_What is expected_. Please transcribe all of the data below line for line, leaving out the pictures.

_Records_.
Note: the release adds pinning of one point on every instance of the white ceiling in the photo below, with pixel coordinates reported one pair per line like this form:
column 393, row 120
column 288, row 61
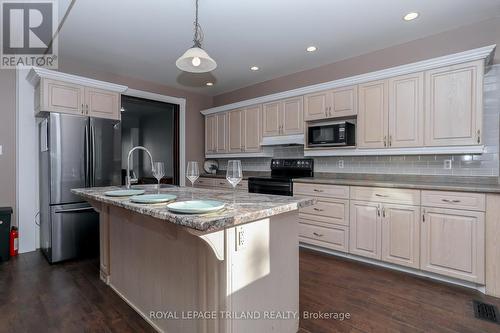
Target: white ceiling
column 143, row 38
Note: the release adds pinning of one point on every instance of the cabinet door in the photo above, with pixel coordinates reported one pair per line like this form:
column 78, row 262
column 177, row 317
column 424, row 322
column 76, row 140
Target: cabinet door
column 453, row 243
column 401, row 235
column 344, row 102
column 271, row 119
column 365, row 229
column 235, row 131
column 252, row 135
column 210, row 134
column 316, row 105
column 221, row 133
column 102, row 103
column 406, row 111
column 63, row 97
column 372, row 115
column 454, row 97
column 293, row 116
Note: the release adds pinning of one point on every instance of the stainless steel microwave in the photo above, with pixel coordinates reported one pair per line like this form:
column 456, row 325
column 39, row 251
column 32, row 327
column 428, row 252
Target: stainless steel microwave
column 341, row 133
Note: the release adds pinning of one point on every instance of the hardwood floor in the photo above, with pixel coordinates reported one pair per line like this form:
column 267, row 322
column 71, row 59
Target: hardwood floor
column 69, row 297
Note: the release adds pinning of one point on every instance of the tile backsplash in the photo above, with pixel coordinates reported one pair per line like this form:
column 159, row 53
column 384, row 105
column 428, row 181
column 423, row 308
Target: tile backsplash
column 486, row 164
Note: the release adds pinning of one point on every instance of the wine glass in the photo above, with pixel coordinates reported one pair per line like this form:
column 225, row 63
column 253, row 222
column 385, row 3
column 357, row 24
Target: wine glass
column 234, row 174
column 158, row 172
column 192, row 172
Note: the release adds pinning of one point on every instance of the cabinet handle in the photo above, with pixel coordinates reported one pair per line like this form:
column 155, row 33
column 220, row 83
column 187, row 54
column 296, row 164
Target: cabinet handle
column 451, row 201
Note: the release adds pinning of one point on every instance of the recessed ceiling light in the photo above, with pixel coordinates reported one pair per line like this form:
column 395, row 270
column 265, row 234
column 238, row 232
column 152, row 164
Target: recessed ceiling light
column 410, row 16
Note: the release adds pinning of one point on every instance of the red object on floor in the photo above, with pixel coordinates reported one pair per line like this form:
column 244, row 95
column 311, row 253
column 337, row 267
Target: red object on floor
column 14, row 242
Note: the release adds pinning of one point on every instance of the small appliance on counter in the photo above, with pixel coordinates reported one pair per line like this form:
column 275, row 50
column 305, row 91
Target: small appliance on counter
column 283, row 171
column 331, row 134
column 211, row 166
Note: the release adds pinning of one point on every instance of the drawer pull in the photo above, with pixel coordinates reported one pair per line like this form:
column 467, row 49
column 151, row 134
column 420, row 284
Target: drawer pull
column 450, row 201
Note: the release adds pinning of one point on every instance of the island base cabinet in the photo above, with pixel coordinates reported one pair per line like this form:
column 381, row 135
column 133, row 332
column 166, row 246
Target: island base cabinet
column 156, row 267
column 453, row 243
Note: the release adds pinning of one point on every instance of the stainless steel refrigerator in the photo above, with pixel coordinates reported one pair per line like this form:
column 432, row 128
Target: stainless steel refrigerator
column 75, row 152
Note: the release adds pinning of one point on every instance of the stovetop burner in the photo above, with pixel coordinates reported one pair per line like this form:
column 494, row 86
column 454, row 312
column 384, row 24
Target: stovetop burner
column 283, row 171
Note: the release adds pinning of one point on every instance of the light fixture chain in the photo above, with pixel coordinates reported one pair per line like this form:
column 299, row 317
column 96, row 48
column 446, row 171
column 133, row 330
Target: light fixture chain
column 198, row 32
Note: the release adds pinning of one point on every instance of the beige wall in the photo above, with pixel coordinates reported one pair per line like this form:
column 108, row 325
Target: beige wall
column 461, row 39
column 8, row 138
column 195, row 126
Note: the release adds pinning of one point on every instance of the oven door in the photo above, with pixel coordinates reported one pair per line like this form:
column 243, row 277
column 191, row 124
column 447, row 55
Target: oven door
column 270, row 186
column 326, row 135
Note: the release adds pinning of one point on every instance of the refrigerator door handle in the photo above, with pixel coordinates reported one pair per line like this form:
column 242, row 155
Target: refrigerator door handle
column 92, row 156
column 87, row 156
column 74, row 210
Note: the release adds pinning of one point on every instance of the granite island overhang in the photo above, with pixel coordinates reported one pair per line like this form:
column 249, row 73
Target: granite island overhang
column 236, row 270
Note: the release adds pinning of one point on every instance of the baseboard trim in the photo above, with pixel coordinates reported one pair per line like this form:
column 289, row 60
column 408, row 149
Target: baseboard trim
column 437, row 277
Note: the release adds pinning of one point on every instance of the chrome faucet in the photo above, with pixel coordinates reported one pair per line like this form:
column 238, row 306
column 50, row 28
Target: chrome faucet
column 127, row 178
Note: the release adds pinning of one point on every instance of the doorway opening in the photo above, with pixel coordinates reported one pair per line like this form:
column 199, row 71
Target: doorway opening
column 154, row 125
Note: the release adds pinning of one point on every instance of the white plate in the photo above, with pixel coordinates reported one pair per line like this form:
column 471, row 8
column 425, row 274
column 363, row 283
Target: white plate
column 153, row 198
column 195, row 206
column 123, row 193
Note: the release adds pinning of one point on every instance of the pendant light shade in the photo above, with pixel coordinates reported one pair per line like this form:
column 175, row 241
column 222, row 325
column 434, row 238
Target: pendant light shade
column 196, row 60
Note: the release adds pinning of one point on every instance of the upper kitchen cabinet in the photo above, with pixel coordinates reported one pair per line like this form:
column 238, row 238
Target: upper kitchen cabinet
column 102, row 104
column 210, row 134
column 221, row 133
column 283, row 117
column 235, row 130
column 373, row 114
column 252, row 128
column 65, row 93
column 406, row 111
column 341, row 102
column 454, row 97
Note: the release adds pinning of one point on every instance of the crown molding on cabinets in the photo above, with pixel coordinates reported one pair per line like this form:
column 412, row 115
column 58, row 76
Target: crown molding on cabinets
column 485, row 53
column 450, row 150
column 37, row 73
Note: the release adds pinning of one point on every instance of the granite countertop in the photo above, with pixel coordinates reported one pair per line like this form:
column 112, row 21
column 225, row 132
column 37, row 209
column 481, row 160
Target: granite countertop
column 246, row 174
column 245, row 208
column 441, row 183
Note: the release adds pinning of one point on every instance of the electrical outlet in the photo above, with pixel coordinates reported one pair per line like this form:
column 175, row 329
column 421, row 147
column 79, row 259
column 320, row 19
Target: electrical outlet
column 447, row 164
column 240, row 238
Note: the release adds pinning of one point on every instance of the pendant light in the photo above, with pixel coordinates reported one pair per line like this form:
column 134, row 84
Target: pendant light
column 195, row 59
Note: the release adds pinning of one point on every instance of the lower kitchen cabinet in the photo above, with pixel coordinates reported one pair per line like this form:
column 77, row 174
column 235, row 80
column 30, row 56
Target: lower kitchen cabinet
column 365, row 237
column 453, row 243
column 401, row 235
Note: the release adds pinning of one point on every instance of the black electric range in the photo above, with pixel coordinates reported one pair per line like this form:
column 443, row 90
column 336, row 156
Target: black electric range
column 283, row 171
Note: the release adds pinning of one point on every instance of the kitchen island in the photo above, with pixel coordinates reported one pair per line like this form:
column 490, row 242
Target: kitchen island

_Result of the exercise_.
Note: the release adds pinning of one point on every instance of the white ceiling in the photo below, with pixel coordinates reported one pair per line like this form:
column 393, row 120
column 288, row 61
Target: white ceiling
column 143, row 38
Note: the release adds pinning of one point on every instance of the cabinet door in the photo above, with pixel coordinates reported one pair per line like this form:
column 78, row 262
column 177, row 317
column 424, row 322
column 76, row 140
Target: cabinet door
column 453, row 243
column 401, row 235
column 344, row 102
column 271, row 119
column 365, row 229
column 235, row 131
column 252, row 135
column 210, row 134
column 316, row 105
column 221, row 133
column 102, row 103
column 406, row 111
column 63, row 97
column 372, row 115
column 454, row 97
column 293, row 116
Note: the release adds pinning of one point on every instance of the stainless steel microwave in the photo above, with pixel coordinates reported one pair per line like this form:
column 456, row 325
column 39, row 251
column 32, row 327
column 428, row 252
Target: stainless steel microwave
column 341, row 133
Note: the release adds pinning of one point on every instance of the hardwood floor in the photo above, with pixel coordinates reported one pair per line like this form:
column 267, row 322
column 71, row 59
Target: hardwood floor
column 69, row 297
Note: the release adds pinning of one point on every instance of the tile backsplash in the photo above, with pixel coordinates reported one pair per line like this form:
column 159, row 53
column 384, row 105
column 428, row 181
column 423, row 308
Target: tile backsplash
column 486, row 164
Note: the release adds pinning of one point on every instance of the wine glass in the photo above, with pixel coordinates reported one pair per line like this form:
column 225, row 63
column 253, row 222
column 385, row 3
column 357, row 24
Target: wine glass
column 234, row 174
column 158, row 172
column 192, row 172
Note: the release adds pinning of one point on every instance of the cabinet handle in the photo above, with pixel coordinates reported one pair per line like this form:
column 155, row 33
column 220, row 83
column 187, row 54
column 296, row 164
Target: cabinet handle
column 451, row 201
Note: the release adds pinning of one point on every instance of the recessed ceiling light in the photo above, with pixel coordinates reported one pair per line like this form:
column 395, row 270
column 265, row 234
column 238, row 232
column 152, row 164
Target: recessed ceiling light
column 410, row 16
Note: the release adds pinning of one point on every instance of the red object on floor in the photo above, with pixel coordinates reported one pair per line like this form:
column 244, row 95
column 311, row 253
column 337, row 267
Target: red object on floor
column 14, row 242
Note: the release adds pinning of one point on every instance of the small appliance on counter in the photo above, with pixel coordinates reported one pair per line like this form:
column 275, row 50
column 305, row 91
Target: small appliance on counter
column 283, row 171
column 331, row 134
column 211, row 166
Note: the release adds pinning of one point on every instance of the drawer pull in the photo above, with pixel coordinates reported one pair per line like this form:
column 467, row 49
column 151, row 134
column 420, row 284
Target: drawer pull
column 450, row 201
Note: the release adds pinning of one point on every instance of the island base cabinet in the photo above, with pixel coordinates reported one pair per line like this form:
column 381, row 135
column 133, row 332
column 166, row 246
Target: island base cabinet
column 156, row 267
column 453, row 243
Note: the release adds pinning of one point on every instance of the stainless steel refrigerator in the photo above, with pixel coordinates reported one pair per line like this form:
column 432, row 128
Target: stainless steel refrigerator
column 75, row 152
Note: the release adds pinning of one point on every instance of the stovetop burner in the photo above, with pixel coordinates reported one pair per line like this form:
column 494, row 86
column 454, row 312
column 384, row 24
Target: stovetop burner
column 283, row 171
Note: the release adds pinning of one point on every instance of the light fixture chain in the photo above, with pixel coordinates reported one pair per line like this form:
column 299, row 317
column 96, row 48
column 446, row 171
column 133, row 330
Target: light fixture chain
column 198, row 32
Note: the release adds pinning of one point on every instance of the beige wall in the photo above, with pixel coordinates reported one pair per line like this form:
column 108, row 325
Target: beige wall
column 461, row 39
column 8, row 138
column 195, row 126
Note: the release adds pinning of one point on every instance of the oven door in the photo above, with pixel coordinates reported one pair per line like this form:
column 243, row 277
column 191, row 124
column 447, row 55
Target: oven door
column 270, row 186
column 326, row 135
Note: the release adds pinning of one point on every instance of the refrigerator door handle in the photo above, with pixel coordinates reported one pair per line like this form:
column 242, row 155
Target: refrigerator door handle
column 92, row 156
column 87, row 156
column 74, row 210
Note: the release adds pinning of one point on every instance of the granite island overhang in the photo above, with pixel coordinates reported one pair per line like this form:
column 249, row 73
Target: granite island overhang
column 236, row 270
Note: the release adds pinning of one point on every instance of the baseboard trim in the photo above, with pixel coordinates reported one pair per line like this form:
column 289, row 60
column 408, row 149
Target: baseboard trim
column 437, row 277
Note: the release adds pinning of one point on every instance of the chrome faucet in the photo above, with pixel coordinates reported one pair per line like this form:
column 238, row 306
column 50, row 28
Target: chrome faucet
column 127, row 178
Note: the release adds pinning of one point on every instance of the doorway opening in the photo above, with pixel coordinates reported one pair per line like this form:
column 199, row 71
Target: doorway opening
column 154, row 125
Note: the release adds pinning of one point on every instance of the white plate in the photo above, with pixel coordinates reported one pair per line like this form:
column 471, row 8
column 425, row 274
column 363, row 283
Target: white plate
column 153, row 198
column 195, row 206
column 123, row 193
Note: the release adds pinning of one point on every instance of the pendant light shade in the photo above, with pixel coordinates reported one pair per line like this form:
column 175, row 241
column 222, row 325
column 434, row 238
Target: pendant light shade
column 196, row 60
Note: the release adds pinning of one point on every instance of the upper kitchen cabinet in the photo above, with pixel coordinates reported one pair per line like this form:
column 238, row 238
Target: upper kitchen cabinet
column 102, row 104
column 210, row 134
column 221, row 133
column 283, row 117
column 235, row 130
column 373, row 114
column 252, row 128
column 65, row 93
column 406, row 111
column 341, row 102
column 454, row 97
Note: the release adds pinning of one point on every instance of the crown molding on cabinets in the photo above, with pixel coordinates reported one pair per line like this form:
column 412, row 115
column 58, row 76
Target: crown molding on cabinets
column 485, row 53
column 450, row 150
column 37, row 73
Note: the release adds pinning of one point on every instance of the granite countertop in the photo above, with pixel coordinates reported one pair per line like this form:
column 112, row 21
column 225, row 132
column 37, row 209
column 481, row 160
Target: granite countertop
column 246, row 174
column 245, row 208
column 441, row 183
Note: the release adds pinning of one point on every instance of the electrical outlet in the photo above, with pixel coordinates reported one pair per line like this form:
column 175, row 329
column 421, row 147
column 79, row 259
column 320, row 19
Target: electrical outlet
column 447, row 164
column 240, row 238
Note: the release adds pinning of one point on every instance of the pendant light in the photo above, with pixel coordinates reported one pair per line like this form:
column 134, row 84
Target: pendant light
column 195, row 59
Note: the release adds pinning of one point on every instance of the lower kitchen cabinet in the photo above, with pixel coordinates reported one pair per line like this form:
column 77, row 174
column 235, row 80
column 30, row 56
Target: lower kitchen cabinet
column 365, row 237
column 453, row 243
column 401, row 235
Note: the release adds pinning of one point on every instance of the black electric range in the photo above, with pixel coordinates reported one pair per line like this form:
column 443, row 90
column 336, row 156
Target: black electric range
column 283, row 171
Note: the release adds pinning of one point on every instance of the kitchen island in the photo above, with pixel coordinates reported one pair per line like this form:
column 490, row 242
Target: kitchen island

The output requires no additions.